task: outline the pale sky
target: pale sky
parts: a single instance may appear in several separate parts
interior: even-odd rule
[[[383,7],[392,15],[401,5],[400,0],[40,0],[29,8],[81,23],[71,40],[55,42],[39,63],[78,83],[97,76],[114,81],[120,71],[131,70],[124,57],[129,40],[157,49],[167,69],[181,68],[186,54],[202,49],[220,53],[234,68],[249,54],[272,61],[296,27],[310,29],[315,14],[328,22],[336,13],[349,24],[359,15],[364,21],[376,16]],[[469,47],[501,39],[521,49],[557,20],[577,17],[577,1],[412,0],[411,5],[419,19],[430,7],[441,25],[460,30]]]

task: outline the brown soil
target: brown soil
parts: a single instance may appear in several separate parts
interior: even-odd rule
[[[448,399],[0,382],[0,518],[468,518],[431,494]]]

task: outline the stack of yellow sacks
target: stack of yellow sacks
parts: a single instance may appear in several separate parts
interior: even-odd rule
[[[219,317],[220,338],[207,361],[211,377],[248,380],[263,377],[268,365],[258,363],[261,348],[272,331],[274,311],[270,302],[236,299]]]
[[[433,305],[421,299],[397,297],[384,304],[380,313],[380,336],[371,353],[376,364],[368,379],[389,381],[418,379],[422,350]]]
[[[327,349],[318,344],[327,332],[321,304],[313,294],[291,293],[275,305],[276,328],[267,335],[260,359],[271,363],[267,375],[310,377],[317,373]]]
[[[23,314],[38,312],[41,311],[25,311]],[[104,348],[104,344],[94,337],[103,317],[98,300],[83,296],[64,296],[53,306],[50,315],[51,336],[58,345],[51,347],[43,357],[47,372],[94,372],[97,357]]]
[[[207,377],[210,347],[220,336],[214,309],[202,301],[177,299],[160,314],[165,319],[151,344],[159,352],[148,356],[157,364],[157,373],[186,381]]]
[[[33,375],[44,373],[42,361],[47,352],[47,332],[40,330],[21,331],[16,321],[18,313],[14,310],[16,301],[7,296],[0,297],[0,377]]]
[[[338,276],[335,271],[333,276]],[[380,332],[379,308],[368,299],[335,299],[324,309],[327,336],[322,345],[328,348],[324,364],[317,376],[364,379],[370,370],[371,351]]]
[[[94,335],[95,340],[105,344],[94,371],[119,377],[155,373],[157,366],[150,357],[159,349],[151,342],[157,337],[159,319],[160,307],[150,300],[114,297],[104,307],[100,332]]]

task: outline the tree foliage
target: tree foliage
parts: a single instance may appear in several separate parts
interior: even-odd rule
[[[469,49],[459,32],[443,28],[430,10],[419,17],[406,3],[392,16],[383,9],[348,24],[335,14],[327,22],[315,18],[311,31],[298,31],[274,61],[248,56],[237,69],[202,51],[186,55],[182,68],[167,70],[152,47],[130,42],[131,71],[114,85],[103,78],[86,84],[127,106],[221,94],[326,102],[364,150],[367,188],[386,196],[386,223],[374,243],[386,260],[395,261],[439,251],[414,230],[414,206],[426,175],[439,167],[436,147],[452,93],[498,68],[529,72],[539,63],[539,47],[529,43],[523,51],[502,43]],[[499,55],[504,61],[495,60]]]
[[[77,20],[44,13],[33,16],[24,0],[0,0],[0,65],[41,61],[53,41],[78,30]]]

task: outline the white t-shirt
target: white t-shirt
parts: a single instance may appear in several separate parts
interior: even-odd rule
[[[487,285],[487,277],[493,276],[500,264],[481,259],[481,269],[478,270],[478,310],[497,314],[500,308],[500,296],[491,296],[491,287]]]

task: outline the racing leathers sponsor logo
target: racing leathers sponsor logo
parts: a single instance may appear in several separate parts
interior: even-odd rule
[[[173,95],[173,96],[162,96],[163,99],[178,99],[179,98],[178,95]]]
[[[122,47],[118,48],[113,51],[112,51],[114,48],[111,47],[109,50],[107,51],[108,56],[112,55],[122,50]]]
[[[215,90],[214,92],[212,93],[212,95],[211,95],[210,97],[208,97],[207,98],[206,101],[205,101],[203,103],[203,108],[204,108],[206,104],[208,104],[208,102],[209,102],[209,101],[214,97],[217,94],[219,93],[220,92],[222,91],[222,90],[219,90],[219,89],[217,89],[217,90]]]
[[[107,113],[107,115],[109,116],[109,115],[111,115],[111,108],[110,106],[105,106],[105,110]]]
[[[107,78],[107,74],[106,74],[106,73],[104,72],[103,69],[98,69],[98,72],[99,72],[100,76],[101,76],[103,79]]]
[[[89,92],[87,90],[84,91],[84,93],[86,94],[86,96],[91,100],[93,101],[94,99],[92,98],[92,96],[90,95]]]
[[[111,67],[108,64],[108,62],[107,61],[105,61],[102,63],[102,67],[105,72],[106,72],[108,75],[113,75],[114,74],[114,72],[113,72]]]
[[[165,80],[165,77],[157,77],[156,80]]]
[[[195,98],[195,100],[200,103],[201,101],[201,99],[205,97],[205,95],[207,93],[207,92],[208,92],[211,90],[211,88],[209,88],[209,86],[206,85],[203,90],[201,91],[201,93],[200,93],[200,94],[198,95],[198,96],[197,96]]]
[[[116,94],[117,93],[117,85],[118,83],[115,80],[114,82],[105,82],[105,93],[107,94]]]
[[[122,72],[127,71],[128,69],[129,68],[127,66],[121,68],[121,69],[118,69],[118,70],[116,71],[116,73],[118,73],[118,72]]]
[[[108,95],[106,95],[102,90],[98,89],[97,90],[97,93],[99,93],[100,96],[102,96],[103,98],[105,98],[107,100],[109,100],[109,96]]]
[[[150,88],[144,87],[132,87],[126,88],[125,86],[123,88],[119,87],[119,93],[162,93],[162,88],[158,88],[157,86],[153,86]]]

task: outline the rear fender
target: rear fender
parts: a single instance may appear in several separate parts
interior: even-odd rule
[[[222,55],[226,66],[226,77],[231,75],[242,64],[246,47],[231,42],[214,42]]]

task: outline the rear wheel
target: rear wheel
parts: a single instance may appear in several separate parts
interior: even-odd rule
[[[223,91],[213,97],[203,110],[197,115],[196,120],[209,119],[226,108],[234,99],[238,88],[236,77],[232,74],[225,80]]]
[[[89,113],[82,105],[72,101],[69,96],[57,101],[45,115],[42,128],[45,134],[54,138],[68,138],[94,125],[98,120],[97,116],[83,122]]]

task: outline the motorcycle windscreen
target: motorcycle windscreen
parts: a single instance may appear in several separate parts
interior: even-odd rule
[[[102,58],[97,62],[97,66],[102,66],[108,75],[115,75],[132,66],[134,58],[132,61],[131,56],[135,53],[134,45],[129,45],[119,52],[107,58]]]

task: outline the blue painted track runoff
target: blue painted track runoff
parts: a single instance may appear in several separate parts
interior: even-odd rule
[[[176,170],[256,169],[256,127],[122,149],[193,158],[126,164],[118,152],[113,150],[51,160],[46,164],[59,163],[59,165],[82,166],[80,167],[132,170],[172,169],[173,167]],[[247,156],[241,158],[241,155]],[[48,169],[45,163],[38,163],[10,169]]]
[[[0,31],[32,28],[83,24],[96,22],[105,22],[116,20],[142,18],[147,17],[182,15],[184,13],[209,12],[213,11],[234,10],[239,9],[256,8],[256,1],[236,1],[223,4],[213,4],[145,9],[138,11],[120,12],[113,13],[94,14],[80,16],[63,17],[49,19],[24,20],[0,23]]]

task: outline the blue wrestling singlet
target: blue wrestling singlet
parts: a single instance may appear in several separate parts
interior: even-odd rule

--*--

→ **WHAT TO PRODUCE**
Render every line of the items above as a single numbered list, omitting the blank lines.

→ **SOLUTION**
1. task: outline the pale sky
2. target: pale sky
3. parts: a single instance may appear in several separate parts
4. interior: even-odd rule
5. [[[383,7],[392,15],[401,5],[400,0],[40,0],[29,8],[81,23],[71,40],[55,42],[39,63],[78,83],[97,76],[114,81],[120,71],[131,70],[124,57],[129,40],[157,49],[167,69],[181,68],[186,54],[202,49],[220,53],[234,68],[249,54],[272,61],[296,27],[310,29],[315,14],[328,22],[336,13],[349,24],[359,15],[364,21],[376,16]],[[469,47],[501,39],[521,49],[557,20],[577,17],[577,1],[412,0],[411,5],[419,19],[430,7],[441,25],[460,30]]]
6. task: outline the brown soil
7. target: brown soil
8. parts: a single instance may appear in several separate parts
9. interior: even-odd rule
10. [[[448,399],[0,382],[0,518],[468,518],[431,494]]]
11. task: outline the stack of yellow sacks
12. target: stack of yellow sacks
13. parts: a single instance may appear in several separate parts
14. interior: even-odd rule
15. [[[219,317],[220,338],[207,361],[211,377],[248,380],[263,377],[268,365],[258,363],[261,348],[272,331],[274,311],[270,302],[236,299]]]
16. [[[433,305],[421,299],[397,297],[384,304],[380,313],[380,336],[371,353],[376,364],[368,379],[389,381],[418,379],[422,350]]]
17. [[[327,349],[318,344],[327,332],[321,304],[313,294],[291,293],[275,305],[276,328],[267,335],[260,359],[271,363],[267,375],[310,377],[317,373]]]
18. [[[23,314],[38,312],[41,311],[25,311]],[[104,348],[104,344],[94,337],[103,317],[98,300],[83,296],[64,296],[53,306],[50,315],[51,336],[58,345],[51,347],[43,357],[47,372],[94,372],[97,357]]]
19. [[[207,377],[210,347],[220,336],[214,309],[202,301],[177,299],[160,314],[165,319],[151,344],[159,352],[148,356],[157,364],[157,373],[186,381]]]
20. [[[33,375],[44,373],[42,361],[47,352],[47,332],[40,330],[21,331],[16,321],[18,313],[14,310],[16,301],[7,296],[0,297],[0,377]]]
21. [[[338,276],[335,271],[333,276]],[[380,332],[379,308],[368,299],[335,299],[324,309],[327,336],[322,345],[328,348],[324,364],[317,376],[364,379],[370,370],[371,351]]]
22. [[[94,335],[95,340],[105,344],[94,371],[119,377],[155,373],[157,366],[150,357],[159,349],[151,342],[157,337],[159,319],[160,307],[150,300],[114,297],[104,307],[100,332]]]
23. task: outline the tree foliage
24. target: tree foliage
25. parts: a single instance may appear in several separate parts
26. interior: even-odd rule
27. [[[469,49],[459,32],[443,28],[430,10],[419,17],[406,3],[392,16],[383,9],[348,24],[335,14],[327,22],[315,18],[311,31],[298,31],[274,61],[248,56],[237,69],[202,51],[186,55],[182,68],[167,70],[152,47],[130,42],[131,71],[114,85],[103,78],[86,84],[127,106],[221,94],[326,102],[364,150],[367,188],[386,196],[386,223],[374,243],[386,260],[395,261],[439,251],[414,230],[414,206],[426,175],[439,167],[436,147],[452,93],[498,68],[529,72],[539,63],[539,47],[529,43],[523,51],[502,43]],[[499,55],[504,61],[495,60]]]
28. [[[77,20],[44,13],[33,16],[24,0],[0,0],[0,65],[41,61],[53,41],[78,30]]]
29. task: outline the white t-shirt
30. target: white t-shirt
31. parts: a single instance may appear in several separate parts
32. interior: even-odd rule
33. [[[487,285],[487,277],[493,276],[500,264],[481,259],[481,269],[478,270],[478,310],[497,314],[500,308],[500,296],[491,296],[491,287]]]
34. task: outline the racing leathers sponsor logo
35. target: racing leathers sponsor logo
36. parts: a single instance may appear in several separate parts
37. interior: even-odd rule
38. [[[173,95],[173,96],[162,96],[163,99],[178,99],[179,98],[178,95]]]
39. [[[122,47],[118,48],[113,51],[112,51],[114,48],[111,47],[109,50],[107,51],[108,56],[112,55],[122,50]]]
40. [[[215,90],[214,92],[212,93],[212,95],[211,95],[210,97],[208,97],[207,98],[206,101],[205,101],[203,103],[203,108],[204,108],[206,104],[208,104],[208,102],[209,102],[209,101],[214,97],[217,94],[219,93],[220,92],[222,91],[222,90],[219,90],[219,89],[217,89],[217,90]]]
41. [[[107,113],[107,115],[109,116],[109,115],[111,115],[111,108],[110,106],[105,106],[105,110]]]
42. [[[107,78],[107,74],[106,74],[106,73],[104,72],[103,69],[98,69],[98,72],[99,72],[100,76],[101,76],[103,79]]]
43. [[[89,92],[87,90],[84,91],[84,93],[86,94],[86,96],[91,100],[93,101],[94,99],[92,98],[92,96],[90,95]]]
44. [[[111,67],[108,64],[108,62],[107,61],[105,61],[102,63],[102,67],[105,72],[106,72],[108,75],[113,75],[114,74],[114,72],[113,72]]]
45. [[[165,80],[165,77],[157,77],[156,80]]]
46. [[[195,98],[195,100],[200,103],[201,101],[201,99],[205,97],[205,95],[207,93],[207,92],[208,92],[211,90],[211,88],[209,88],[209,86],[206,85],[203,90],[201,91],[201,93],[200,93],[200,94],[198,95],[198,96],[197,96]]]
47. [[[116,94],[117,93],[117,85],[118,83],[115,80],[114,82],[105,82],[105,93],[107,94]]]
48. [[[122,72],[127,71],[128,69],[129,68],[127,66],[121,68],[121,69],[118,69],[118,70],[116,71],[116,73],[118,73],[118,72]]]
49. [[[108,95],[106,95],[102,90],[98,89],[97,90],[97,93],[99,93],[100,96],[102,96],[103,98],[105,98],[107,100],[109,100],[109,96]]]
50. [[[150,88],[144,87],[132,87],[126,88],[125,86],[123,88],[119,87],[119,93],[162,93],[162,88],[158,88],[157,86],[153,86]]]
51. task: outline the rear fender
52. target: rear fender
53. parts: a single instance may appear in several separate parts
54. interior: even-odd rule
55. [[[222,55],[226,66],[226,77],[231,75],[242,64],[246,47],[231,42],[214,42]]]
56. task: outline the rear wheel
57. target: rear wheel
58. parts: a single instance may appear in several separate parts
59. interior: even-odd rule
60. [[[223,91],[213,97],[203,110],[197,115],[196,120],[209,119],[226,108],[234,99],[238,88],[236,77],[232,74],[225,80]]]
61. [[[89,113],[82,105],[72,101],[69,96],[57,101],[45,115],[42,128],[45,134],[54,138],[68,138],[94,125],[98,120],[97,116],[83,122]]]
62. task: outline the motorcycle windscreen
63. target: motorcycle windscreen
64. parts: a single instance may appear in several separate parts
65. interior: even-odd rule
66. [[[102,58],[97,62],[97,66],[102,66],[108,75],[115,75],[132,66],[134,58],[132,61],[131,56],[135,53],[134,45],[129,45],[119,52],[107,58]]]
67. task: outline the blue painted track runoff
68. target: blue painted track runoff
69. parts: a single instance may appear in several separate parts
70. interior: even-odd rule
71. [[[176,170],[256,169],[256,127],[122,149],[193,158],[126,164],[118,152],[113,150],[51,160],[46,164],[59,163],[59,165],[82,166],[80,167],[132,170],[172,169],[173,167]],[[247,156],[241,158],[241,155]],[[48,169],[45,163],[38,163],[10,169]]]
72. [[[0,31],[32,28],[83,24],[96,22],[105,22],[116,20],[142,18],[147,17],[182,15],[184,13],[209,12],[213,11],[234,10],[239,9],[256,8],[256,1],[236,1],[223,4],[213,4],[145,9],[138,11],[120,12],[113,13],[94,14],[80,16],[63,17],[49,19],[24,20],[0,23]]]
73. task: outline the blue wrestling singlet
74. target: blue wrestling singlet
75. parts: a single instance may appear in several separate parts
76. interior: even-odd rule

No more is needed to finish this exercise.